# [Written instruction]
Update the lines below by changing every "dot" to "point" and keeping everything else the same.

# [Data shown]
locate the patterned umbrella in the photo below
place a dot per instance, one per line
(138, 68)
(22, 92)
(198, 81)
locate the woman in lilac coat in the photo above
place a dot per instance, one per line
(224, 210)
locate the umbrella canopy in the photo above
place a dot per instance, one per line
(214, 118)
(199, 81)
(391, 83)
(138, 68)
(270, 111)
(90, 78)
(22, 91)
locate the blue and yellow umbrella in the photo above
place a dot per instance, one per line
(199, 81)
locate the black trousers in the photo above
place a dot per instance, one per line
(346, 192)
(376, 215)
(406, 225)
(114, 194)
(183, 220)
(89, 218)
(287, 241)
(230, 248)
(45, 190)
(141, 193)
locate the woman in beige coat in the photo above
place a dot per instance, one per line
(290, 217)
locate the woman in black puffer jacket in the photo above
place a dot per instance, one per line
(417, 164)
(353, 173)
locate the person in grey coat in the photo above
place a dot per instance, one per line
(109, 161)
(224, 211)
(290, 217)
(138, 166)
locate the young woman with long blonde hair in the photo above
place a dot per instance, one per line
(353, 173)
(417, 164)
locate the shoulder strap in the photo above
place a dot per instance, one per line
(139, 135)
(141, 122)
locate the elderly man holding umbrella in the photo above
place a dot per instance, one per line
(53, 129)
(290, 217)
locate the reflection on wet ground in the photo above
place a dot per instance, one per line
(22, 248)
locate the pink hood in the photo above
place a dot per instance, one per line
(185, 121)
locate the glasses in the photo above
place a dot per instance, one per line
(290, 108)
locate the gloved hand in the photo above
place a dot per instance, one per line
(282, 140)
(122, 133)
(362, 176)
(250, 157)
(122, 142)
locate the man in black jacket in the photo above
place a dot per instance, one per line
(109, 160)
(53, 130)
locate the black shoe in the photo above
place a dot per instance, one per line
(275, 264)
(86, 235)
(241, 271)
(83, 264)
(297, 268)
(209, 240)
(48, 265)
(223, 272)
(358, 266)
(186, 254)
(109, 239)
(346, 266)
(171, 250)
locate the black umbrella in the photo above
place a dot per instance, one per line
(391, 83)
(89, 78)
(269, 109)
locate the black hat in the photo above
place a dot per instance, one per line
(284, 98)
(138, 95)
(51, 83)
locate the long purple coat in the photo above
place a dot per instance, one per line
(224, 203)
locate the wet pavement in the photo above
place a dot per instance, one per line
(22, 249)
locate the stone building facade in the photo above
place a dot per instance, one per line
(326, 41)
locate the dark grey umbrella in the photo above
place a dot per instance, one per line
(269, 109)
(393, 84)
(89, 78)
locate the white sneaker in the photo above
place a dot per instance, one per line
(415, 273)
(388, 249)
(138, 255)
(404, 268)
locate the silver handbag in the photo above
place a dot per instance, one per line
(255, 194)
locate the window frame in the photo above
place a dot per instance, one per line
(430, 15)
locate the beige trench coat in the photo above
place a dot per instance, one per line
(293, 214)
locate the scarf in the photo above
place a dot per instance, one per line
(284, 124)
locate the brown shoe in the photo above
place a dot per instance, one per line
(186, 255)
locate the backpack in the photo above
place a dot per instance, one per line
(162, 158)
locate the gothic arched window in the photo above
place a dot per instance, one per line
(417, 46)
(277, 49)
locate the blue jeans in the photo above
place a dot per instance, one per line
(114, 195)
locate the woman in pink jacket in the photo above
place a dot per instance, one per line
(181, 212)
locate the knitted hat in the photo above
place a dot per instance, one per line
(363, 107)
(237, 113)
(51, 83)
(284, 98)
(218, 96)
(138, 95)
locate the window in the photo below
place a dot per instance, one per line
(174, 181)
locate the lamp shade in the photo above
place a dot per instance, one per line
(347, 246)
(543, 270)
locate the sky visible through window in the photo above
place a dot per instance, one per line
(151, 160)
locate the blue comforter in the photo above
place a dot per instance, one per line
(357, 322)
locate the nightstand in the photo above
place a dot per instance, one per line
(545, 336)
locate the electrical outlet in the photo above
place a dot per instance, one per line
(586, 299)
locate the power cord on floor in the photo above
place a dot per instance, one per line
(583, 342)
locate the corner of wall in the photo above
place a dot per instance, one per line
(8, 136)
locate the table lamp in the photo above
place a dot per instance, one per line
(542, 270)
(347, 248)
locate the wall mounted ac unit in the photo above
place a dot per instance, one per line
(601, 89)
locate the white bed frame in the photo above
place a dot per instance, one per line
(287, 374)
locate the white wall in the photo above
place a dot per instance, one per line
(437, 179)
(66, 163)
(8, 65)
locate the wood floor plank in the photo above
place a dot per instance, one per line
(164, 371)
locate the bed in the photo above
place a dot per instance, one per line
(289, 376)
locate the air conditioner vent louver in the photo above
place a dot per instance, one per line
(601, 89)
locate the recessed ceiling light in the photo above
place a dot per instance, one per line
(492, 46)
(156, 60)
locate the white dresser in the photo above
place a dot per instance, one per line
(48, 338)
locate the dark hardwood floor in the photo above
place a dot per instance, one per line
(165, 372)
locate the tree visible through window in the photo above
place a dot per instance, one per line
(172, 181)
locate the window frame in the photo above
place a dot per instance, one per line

# [Solved problem]
locate the patterned umbrella in the photo below
place a point per instance, one per line
(138, 68)
(22, 92)
(198, 81)
locate the woman in lilac coat in the photo above
place a point per instance, one per line
(224, 210)
locate the umbrella canopy in the photo above
place a point per instance, one per line
(214, 118)
(199, 81)
(391, 83)
(138, 68)
(270, 111)
(90, 78)
(22, 91)
locate the blue and yellow umbrella in the photo above
place a point per instance, one per line
(199, 81)
locate the black trousers in the photo above
place a point per instance, one per line
(346, 192)
(376, 215)
(406, 225)
(114, 194)
(183, 220)
(89, 218)
(287, 241)
(230, 248)
(45, 190)
(141, 193)
locate the woman in beige coat in the photo above
place a point per instance, one per line
(290, 217)
locate the woman in black puffer jacket in the photo above
place a point per instance, one per line
(417, 164)
(353, 173)
locate the person in grey coat in the photo above
place a point per instance, one per line
(109, 161)
(224, 211)
(290, 217)
(138, 166)
locate the young woman with long blonde hair in the photo above
place a point per instance, one per line
(353, 173)
(417, 164)
locate the shoulder strap in the photo above
place a point per instance, one per line
(139, 135)
(141, 122)
locate the elderly man holding umbrella in the photo above
place a point per instance, one per line
(53, 129)
(290, 217)
locate the reflection on wet ground in the photo above
place a point per instance, one per line
(22, 248)
locate the pink hood in the photo above
place a point per instance, one per line
(185, 121)
locate the glasses in the photo above
place a point per instance, one per line
(290, 108)
locate the gloved hand in the photo above
place a point per instance, one per line
(282, 140)
(122, 133)
(362, 176)
(250, 157)
(122, 142)
locate the man in black jacket in the photo above
place a point per instance, one per line
(109, 160)
(53, 130)
locate the black shoe in the photo above
place a point per instance, one per line
(275, 264)
(86, 235)
(241, 271)
(83, 264)
(297, 268)
(209, 240)
(48, 265)
(223, 272)
(358, 266)
(186, 254)
(109, 239)
(346, 266)
(171, 250)
locate the black umbrella in the photo above
place a point per instance, one per line
(391, 83)
(89, 78)
(269, 109)
locate the black hat in the photo above
place a point per instance, one per line
(284, 98)
(138, 95)
(51, 83)
locate the long purple coat in the photo above
place a point per instance, one per line
(224, 203)
locate the wet pavement in the photo above
place a point per instance, one per line
(22, 249)
locate the stone building facade in the photo above
place a point per instance, one per line
(326, 41)
locate the dark grey umbrella in the photo above
place a point per instance, one per line
(269, 109)
(393, 84)
(89, 78)
locate the white sneaker in the photo above
place a point per instance, one per line
(415, 273)
(388, 249)
(138, 255)
(404, 268)
locate the silver handbag in the photo above
place a point per instance, one per line
(255, 194)
locate the window frame in the photo above
place a point per instance, one per line
(430, 15)
locate the beige trench coat in the photo above
place a point per instance, one per line
(293, 214)
locate the scarf in the photo above
place a point per instance, one per line
(284, 124)
locate the brown shoe in the photo above
place a point per instance, one per line
(186, 255)
locate the backpack in the photo above
place a point per instance, one per line
(162, 158)
locate the gothic arched window in the photo above
place a point per instance, one per line
(417, 46)
(277, 49)
locate the blue jeans in the photo above
place a point per instance, one per line
(114, 195)
locate the woman in pink jacket in the photo above
place a point per instance, one per line
(181, 212)
locate the knitted hat in the photo above
place a point per instance, one per line
(363, 107)
(237, 113)
(51, 83)
(284, 98)
(218, 96)
(138, 95)
locate the window in the photo below
place a point per instance, one per line
(174, 181)
locate the lamp shade in the photo above
place a point per instance, one per line
(347, 246)
(543, 270)
locate the sky visible through window in the photo above
place a point per instance, one per line
(151, 160)
locate the blue comforter in the photo above
place a point per instance, one per line
(357, 322)
locate the nightstand in the photo above
place a point per instance, one per line
(545, 336)
locate the electrical outlet in the photo above
place a point per instance, one per line
(586, 299)
locate the power cord on floor in the photo above
place a point per instance, one per line
(583, 342)
locate the corner of wall in the photo above
place a point per instance, one per line
(8, 136)
locate the table lamp in the photo above
place a point per instance, one per line
(542, 270)
(347, 248)
locate the wall mounted ac unit in the photo above
place a point per instance, one per line
(601, 89)
locate the white bed frame in the photo above
place a point per instance, one per line
(287, 374)
locate the white wall in the photo above
place a point per instance, one per line
(437, 179)
(66, 163)
(8, 65)
locate the wood floor plank in the photo above
place a point per instance, one per line
(164, 371)
locate the bed in the photo above
place a point per instance, one per line
(289, 376)
locate the air conditioner vent louver in the photo above
place a point per instance, one per line
(601, 89)
locate the recessed ceiling light in the photo above
place a point per instance, one per line
(492, 46)
(156, 60)
locate the white dresser in the photo above
place a point per instance, one per line
(48, 338)
locate the dark hardwood floor in the photo above
place a point per instance, one per line
(165, 372)
locate the tree visible through window in the photo above
place a point per instance, one per line
(172, 181)
locate the window frame in the photo above
place a point per instance, one per line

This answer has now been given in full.